Exercise data
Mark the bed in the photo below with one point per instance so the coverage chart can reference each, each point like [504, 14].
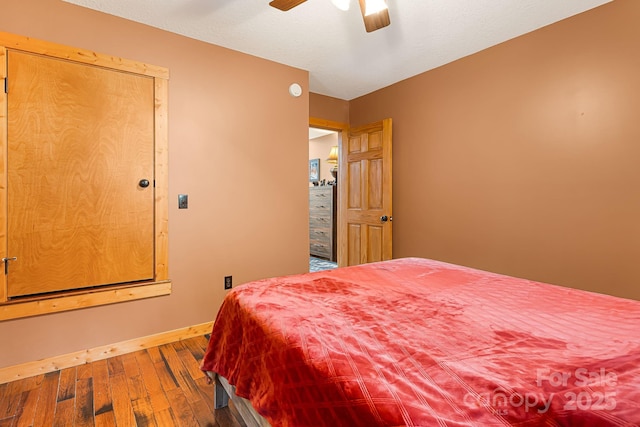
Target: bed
[418, 342]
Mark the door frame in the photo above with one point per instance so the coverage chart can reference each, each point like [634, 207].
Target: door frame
[343, 134]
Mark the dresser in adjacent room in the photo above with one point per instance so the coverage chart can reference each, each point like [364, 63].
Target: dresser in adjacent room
[322, 222]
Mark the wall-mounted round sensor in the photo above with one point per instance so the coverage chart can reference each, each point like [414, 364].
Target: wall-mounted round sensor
[295, 90]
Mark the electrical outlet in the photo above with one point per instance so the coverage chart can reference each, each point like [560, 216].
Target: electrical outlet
[183, 201]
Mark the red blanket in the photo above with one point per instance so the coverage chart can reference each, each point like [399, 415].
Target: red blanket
[419, 343]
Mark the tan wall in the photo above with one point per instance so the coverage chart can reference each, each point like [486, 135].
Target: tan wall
[328, 108]
[246, 218]
[524, 158]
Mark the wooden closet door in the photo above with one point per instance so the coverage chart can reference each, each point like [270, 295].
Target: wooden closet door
[80, 139]
[366, 199]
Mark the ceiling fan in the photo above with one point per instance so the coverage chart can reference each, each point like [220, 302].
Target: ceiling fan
[374, 12]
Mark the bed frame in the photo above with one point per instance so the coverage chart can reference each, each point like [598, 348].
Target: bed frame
[223, 392]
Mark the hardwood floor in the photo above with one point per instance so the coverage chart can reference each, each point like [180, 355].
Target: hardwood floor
[160, 386]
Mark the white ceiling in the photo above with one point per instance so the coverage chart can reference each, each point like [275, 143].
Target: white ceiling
[343, 60]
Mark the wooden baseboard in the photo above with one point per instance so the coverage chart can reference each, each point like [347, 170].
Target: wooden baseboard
[30, 369]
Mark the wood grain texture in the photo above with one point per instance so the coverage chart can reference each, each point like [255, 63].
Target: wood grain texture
[80, 55]
[367, 182]
[80, 138]
[3, 168]
[15, 310]
[157, 227]
[161, 165]
[124, 390]
[26, 370]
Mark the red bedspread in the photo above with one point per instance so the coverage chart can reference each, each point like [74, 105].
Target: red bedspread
[420, 343]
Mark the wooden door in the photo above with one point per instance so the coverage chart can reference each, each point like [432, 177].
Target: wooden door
[80, 139]
[365, 206]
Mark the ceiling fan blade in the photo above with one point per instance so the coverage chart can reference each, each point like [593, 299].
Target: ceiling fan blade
[374, 21]
[285, 5]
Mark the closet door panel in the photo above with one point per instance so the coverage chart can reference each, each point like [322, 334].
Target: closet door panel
[80, 140]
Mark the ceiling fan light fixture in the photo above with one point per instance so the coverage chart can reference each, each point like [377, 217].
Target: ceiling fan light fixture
[375, 6]
[341, 4]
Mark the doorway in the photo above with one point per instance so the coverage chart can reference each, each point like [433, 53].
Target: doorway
[323, 164]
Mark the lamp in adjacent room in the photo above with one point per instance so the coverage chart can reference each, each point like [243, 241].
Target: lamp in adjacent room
[333, 159]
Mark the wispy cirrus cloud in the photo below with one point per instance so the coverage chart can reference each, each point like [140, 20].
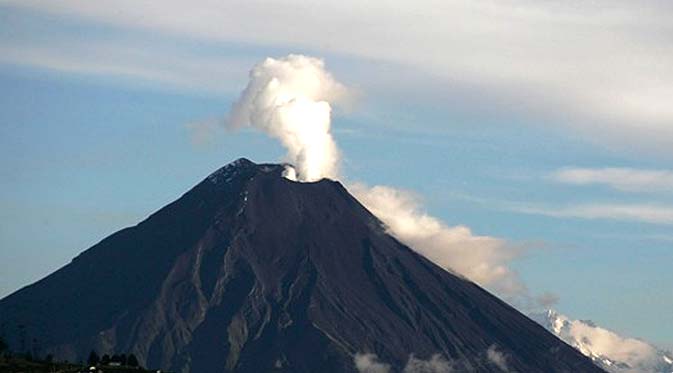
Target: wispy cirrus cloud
[624, 179]
[606, 66]
[644, 213]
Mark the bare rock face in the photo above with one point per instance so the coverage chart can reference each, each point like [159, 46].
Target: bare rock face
[251, 272]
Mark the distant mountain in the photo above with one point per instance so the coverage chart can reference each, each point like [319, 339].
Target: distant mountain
[607, 349]
[251, 272]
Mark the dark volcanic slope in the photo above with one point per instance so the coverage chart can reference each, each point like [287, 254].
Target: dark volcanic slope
[251, 272]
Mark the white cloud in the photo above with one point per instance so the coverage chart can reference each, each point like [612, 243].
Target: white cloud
[606, 66]
[436, 364]
[645, 213]
[482, 259]
[616, 353]
[369, 363]
[498, 358]
[625, 179]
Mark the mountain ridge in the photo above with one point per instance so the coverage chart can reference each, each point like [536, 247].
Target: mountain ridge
[249, 272]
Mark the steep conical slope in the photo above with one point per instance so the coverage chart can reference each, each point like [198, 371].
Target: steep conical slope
[252, 272]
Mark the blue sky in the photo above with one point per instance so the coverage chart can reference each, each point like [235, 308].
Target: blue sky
[95, 129]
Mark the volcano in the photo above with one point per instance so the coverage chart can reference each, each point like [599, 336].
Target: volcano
[252, 272]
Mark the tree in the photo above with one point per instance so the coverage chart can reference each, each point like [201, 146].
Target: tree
[132, 361]
[93, 358]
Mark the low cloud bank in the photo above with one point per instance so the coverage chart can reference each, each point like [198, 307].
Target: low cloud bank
[369, 363]
[615, 353]
[482, 259]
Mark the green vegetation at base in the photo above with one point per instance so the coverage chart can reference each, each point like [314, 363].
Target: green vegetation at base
[26, 363]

Required task
Rewrite all the records above, swapping each "coverage chart" for "coverage map" and keeping everything else the same. Leave the pictures out.

Result of the exercise
Mark the bed in the photo below with one point per instance so the coverage map can reference each, each point like [504, 14].
Target: bed
[418, 342]
Mark the door frame in the photo above with one point per instance so the coverage map can reference each, each point like [634, 207].
Target: door frame
[343, 134]
Mark the dresser in adjacent room in the photo above with one point per instance so the coverage map can reference each, each point like [364, 63].
Target: dresser in adjacent room
[322, 222]
Mark the wall-mounted round sensor in the photo above with one point per instance so the coverage map can reference each, each point like [414, 364].
Target: wall-mounted round sensor
[295, 90]
Mark the electrical outlet in the photo above with one point per instance so the coverage map can reference each, each point like [560, 216].
Target: electrical outlet
[183, 201]
Mark the red blanket in the photo above with one point per instance so the coverage map can reference each, each point like [399, 415].
Target: red blanket
[419, 343]
Mark the tan wall in the photo above with one point per instance so the coverage map can reference each, each point like [486, 135].
Target: tan wall
[328, 108]
[246, 218]
[524, 158]
Mark the wooden closet door in the photo above with one point per instance so the coverage map can reference each, each point like [270, 295].
Target: wooden closet door
[80, 139]
[366, 199]
Mark the ceiling fan in the photo above with one point per instance so the coverage map can reference each, each point like [220, 302].
Target: ceiling fan
[374, 12]
Mark the bed frame in the photo above with one point per instance so the coverage map can reference each, each point like [598, 348].
Target: bed frame
[223, 392]
Mark the hardwood floor in the photo above with one point per instance so the coverage map can reference each, each point like [180, 355].
Target: hardwood floor
[160, 386]
Mark the white ceiling in the photo above with one point per instance so the coverage map can reference each, each point like [275, 143].
Target: white ceiling
[343, 60]
Mark the wooden baseboard in the photo above with one point per instance so the coverage map can reference each, each point like [347, 170].
Target: wooden baseboard
[30, 369]
Mark the wood grain texture in the photo above with one point per instance so the coverage map can reference each, each point like [255, 63].
Target: wood grain texture
[80, 55]
[367, 182]
[80, 138]
[3, 168]
[15, 310]
[157, 227]
[161, 165]
[124, 390]
[26, 370]
Mark the red bedspread in the photo above with one point per instance so the coverage map can reference each, each point like [74, 105].
Target: red bedspread
[420, 343]
Mark the wooden door in the photo above with one point per instance so the coverage map can reference each, each point like [432, 177].
Target: wooden door
[80, 139]
[365, 206]
Mark the ceiling fan blade in the photo above with one point per instance so the coverage map can reference each, each point like [593, 299].
Target: ceiling fan blade
[374, 21]
[285, 5]
Mark the closet door panel in the photo above with one point per instance so the coverage map can reference each, each point like [322, 334].
Target: closet door panel
[80, 140]
Mark the ceiling fan light fixture in the photo above with one point per instance so the coverage map can reference each, each point like [377, 217].
Target: ceiling fan light fixture
[375, 6]
[341, 4]
Mark the doorway in the photo above with one point per instance so the coverage map can reference each, each point like [433, 53].
Target: doorway
[323, 164]
Mark the lamp in adjacent room in the photo above with one point per instance so the coverage map can reference each, each point like [243, 241].
Target: lamp in adjacent room
[333, 159]
Mark the wispy cirrus cloud in the photo below with one point per instance so the coverage map can reference each, each point like [140, 20].
Target: wispy cirrus cloud
[624, 179]
[606, 66]
[644, 213]
Mark the bare rock face in the photo above with one point per instance so the coverage map can reference each, each point like [159, 46].
Target: bare rock face
[251, 272]
Mark the distant mountain in the photo above with one point per instance so the coverage map can reference each, each point like [319, 339].
Target: distant mountain
[607, 349]
[251, 272]
Mark the dark volcanic slope in the photo above with one point per instance so the coverage map can reference each, each point like [287, 254].
Target: dark volcanic slope
[251, 272]
Mark the white cloud in the photo above with one point per instance so the coverage map can reference each, each point like [612, 243].
Target: white cloud
[606, 66]
[436, 364]
[645, 213]
[482, 259]
[616, 353]
[369, 363]
[498, 358]
[625, 179]
Mark the mountain ridge in the photo above with one point per instance so the coverage map can reference each, each point like [536, 247].
Target: mountain ridge
[249, 272]
Mark the steep conical slope in the photo above with one point per instance so the coverage map can reference each, each point like [198, 371].
Target: steep conical slope
[252, 272]
Mark the blue sky in the photo above with one point per instance so the coverage map can reference each, each point like [235, 308].
Target: blue sky
[95, 129]
Mark the volcano in the photo above with one point per instance so the coverage map can reference each, each point like [599, 336].
Target: volcano
[252, 272]
Mark the tree in the photo above with one point per instance so the coverage map can reference each, each point like [201, 146].
Target: tree
[132, 361]
[93, 358]
Mark the low cloud bank in the photo above with one point per instance so the coverage map can reference each, each point like [198, 307].
Target: low cloud bank
[369, 363]
[615, 353]
[482, 259]
Mark the green vegetation at base in the photo above with one point per instance so the coverage map can reference each, each point like [314, 363].
Target: green vegetation at base
[26, 363]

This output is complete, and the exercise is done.